* [SOURCE EXTRACT]:
Docker Compose provides a powerful way to run n8n with custom configurations and additional NPM modules. This guide will walk you through setting up a production-ready n8n instance using Docker Compose, complete with custom modules and advanced configurations.

For a more basic setup using Docker without custom NPM modules, see How to install n8n on a Local Server and Access it Securely from Anywhere

Prerequisites

• Docker and Docker Compose installed on your system
• Basic understanding of container orchestration
• Server with sufficient resources (minimum 2GB RAM recommended)
• Domain name configured with DNS records (for HTTPS access)

Why You Might Need to Use Docker Compose

Docker Compose becomes essential when you need to extend n8n’s capabilities with custom NPM modules. For example, in our implementation, we needed several specific tools:

• Content conversion tools (@tryfabric/martian and notion-to-md) for transforming Notion pages to JSON and HTML for websites
• Notion API client (@notionhq/client) for direct integration with Notion
• Markdown processing (markdown-it) for content formatting
• Media processing tools (ffmpeg) for extracting audio from video calls for transcription

By using Docker Compose, you can easily manage these dependencies in a reproducible way, ensuring that all necessary tools are properly installed and configured in your n8n environment. This approach offers flexibility to add any NPM packages you need for your specific automation workflows.

Project Structure Setup

First, let’s create a proper directory structure for our n8n deployment:

mkdir n8n-docker
cd n8n-docker
touch docker-compose.yml
touch Dockerfile
touch .env

Creating the Dockerfile

The Dockerfile allows us to extend the base n8n image with custom NPM packages:

FROM n8nio/n8n:latest

USER root

# Install additional npm packages
RUN npm install -g npm \
    @tryfabric/martian \
    notion-to-md \
    # Add other packages as needed

USER node

Docker Compose Configuration

Create a comprehensive docker-compose.yml file that includes all necessary configurations:

version: '3.8'

services:
  n8n:
    container_name: n8n
    build: .
    restart: always
    ports:
      - "5678:5678"

* [GIVEN EXERCISE 1]: Update the rows from the line with "Ground the cabinet door." to the line with "xmin=162 ymin=282 xmax=565 ymax=424" by replacing "notation" with "format", keeping everything else unchanged.
The n8n Docker Compose guide and the rows have nothing to do with each other.

* [MATERIAL FOR THIS EXERCISE]:

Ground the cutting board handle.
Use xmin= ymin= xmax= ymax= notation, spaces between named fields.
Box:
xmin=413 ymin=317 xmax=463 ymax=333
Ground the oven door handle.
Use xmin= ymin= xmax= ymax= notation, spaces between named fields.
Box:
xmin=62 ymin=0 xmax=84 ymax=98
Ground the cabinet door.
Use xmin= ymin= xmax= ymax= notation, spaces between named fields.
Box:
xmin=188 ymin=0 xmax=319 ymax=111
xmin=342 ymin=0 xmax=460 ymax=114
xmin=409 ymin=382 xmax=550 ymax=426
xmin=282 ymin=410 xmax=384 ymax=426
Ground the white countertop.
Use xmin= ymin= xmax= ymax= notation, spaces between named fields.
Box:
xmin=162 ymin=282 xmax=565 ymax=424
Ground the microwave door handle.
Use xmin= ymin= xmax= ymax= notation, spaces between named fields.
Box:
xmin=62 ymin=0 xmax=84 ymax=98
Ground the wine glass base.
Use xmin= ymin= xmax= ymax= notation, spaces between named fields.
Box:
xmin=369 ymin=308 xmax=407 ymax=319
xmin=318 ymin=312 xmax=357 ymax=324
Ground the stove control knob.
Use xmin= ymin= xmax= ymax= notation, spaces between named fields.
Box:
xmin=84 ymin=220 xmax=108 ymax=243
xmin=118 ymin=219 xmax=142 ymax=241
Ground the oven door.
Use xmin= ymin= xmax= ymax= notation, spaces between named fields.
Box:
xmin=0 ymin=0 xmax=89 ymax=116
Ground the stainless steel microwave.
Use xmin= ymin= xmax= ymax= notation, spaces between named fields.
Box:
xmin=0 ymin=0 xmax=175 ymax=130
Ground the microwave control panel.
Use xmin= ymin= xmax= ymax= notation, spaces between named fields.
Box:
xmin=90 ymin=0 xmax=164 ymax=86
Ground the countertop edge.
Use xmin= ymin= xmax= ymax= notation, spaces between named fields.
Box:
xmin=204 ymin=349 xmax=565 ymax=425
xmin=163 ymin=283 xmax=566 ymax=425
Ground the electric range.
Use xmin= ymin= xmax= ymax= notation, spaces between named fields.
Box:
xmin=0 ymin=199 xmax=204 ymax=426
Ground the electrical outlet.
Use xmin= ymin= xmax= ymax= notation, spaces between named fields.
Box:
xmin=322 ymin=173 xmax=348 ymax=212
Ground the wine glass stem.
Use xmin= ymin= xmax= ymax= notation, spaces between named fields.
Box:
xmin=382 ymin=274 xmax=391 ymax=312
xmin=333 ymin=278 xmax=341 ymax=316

* [GIVEN EXERCISE 2]: Write what comes next in the n8n Docker Compose guide, picking up from where it stops.

* [RIGHT ANSWER 1]:
Ground the cabinet door.
Use xmin= ymin= xmax= ymax= format, spaces between named fields.
Box:
xmin=188 ymin=0 xmax=319 ymax=111
xmin=342 ymin=0 xmax=460 ymax=114
xmin=409 ymin=382 xmax=550 ymax=426
xmin=282 ymin=410 xmax=384 ymax=426
Ground the white countertop.
Use xmin= ymin= xmax= ymax= format, spaces between named fields.
Box:
xmin=162 ymin=282 xmax=565 ymax=424

* [RIGHT ANSWER 2]:
    environment:
      - NODE_FUNCTION_ALLOW_EXTERNAL=*
      - N8N_HOST=${N8N_HOST}
      - N8N_PORT=5678
      - N8N_PROTOCOL=https
      - NODE_ENV=production
      - WEBHOOK_URL=https://${N8N_WEBHOOK_URL}/
      - N8N_ENCRYPTION_KEY=${N8N_ENCRYPTION_KEY}
      # Email configuration
      - N8N_EMAIL_MODE=${N8N_EMAIL_MODE}
      - N8N_SMTP_HOST=${N8N_SMTP_HOST}
      - N8N_SMTP_PORT=${N8N_SMTP_PORT}
      - N8N_SMTP_USER=${N8N_SMTP_USER}
      - N8N_SMTP_PASS=${N8N_SMTP_PASS}
      - N8N_SMTP_SENDER=${N8N_SMTP_SENDER}
    volumes:
      - n8n_data:/home/node/.n8n
      - ${DATA_FOLDER}/files:/files
    networks:
      - n8n-network

networks:
  n8n-network:
    driver: bridge

volumes:
  n8n_data:
    external: true

Important: The environment variable NODE_FUNCTION_ALLOW_EXTERNAL=* is crucial for this setup to work properly. This setting allows n8n to use external NPM modules in your workflows. Without this configuration, any custom NPM packages installed in the Dockerfile will not be accessible within n8n functions.

Make sure to include NODE_FUNCTION_ALLOW_EXTERNAL=* in your environment variables. This is a required setting when working with custom NPM modules, and your workflows may fail if this is not properly configured.

Environment Configuration

Create a .env file with your specific configurations:

# Base Configuration
DATA_FOLDER=/path/to/your/data
N8N_HOST=your-domain.com
N8N_WEBHOOK_URL=your-domain.com
N8N_ENCRYPTION_KEY=your-secure-encryption-key

# Email Configuration
N8N_EMAIL_MODE=smtp
N8N_SMTP_HOST=smtp.provider.com
N8N_SMTP_PORT=587
N8N_SMTP_USER=your-smtp-user
N8N_SMTP_PASS=your-smtp-password
N8N_SMTP_SENDER=Your Name <name@domain.com>

Deployment Steps

1. Initialize the Volume

Create the external volume for persistent data storage:

docker volume create n8n_data

2. Build and Deploy

Start the n8n container with Docker Compose:

docker compose up -d --build

Maintenance and Updates

Updating n8n

To update your n8n installation:

# Pull the latest images
docker compose pull

# Rebuild and restart containers
docker compose down
docker compose up -d --build

Backup and Restore

Regular backups are crucial. Here’s how to backup your n8n data:

# Backup
docker run --rm -v n8n_data:/source -v $(pwd):/backup alpine tar czf /backup/n8n-backup.tar.gz -C /source .

# Restore
docker run --rm -v n8n_data:/target -v $(pwd):/backup alpine sh -c "cd /target && tar xzf /backup/n8n-backup.tar.gz"

Advanced Configurations

Custom NPM Modules

To add new NPM modules, update your Dockerfile and rebuild:

# Update Dockerfile with new packages
docker compose down
docker compose up -d --build

Troubleshooting

• Container won’t start: Check logs using docker compose logs n8n
• Permission issues: Ensure proper volume permissions and ownership
• Network connectivity: Verify network configuration and firewall settings

Security Best Practices

• Always use HTTPS in production
• Regularly update all components
• Use strong encryption keys
• Implement proper access controls

Conclusion

Running n8n with Docker Compose provides a robust, scalable, and maintainable automation platform. This setup enables you to leverage custom NPM modules while maintaining a production-ready environment with proper security measures and backup procedures.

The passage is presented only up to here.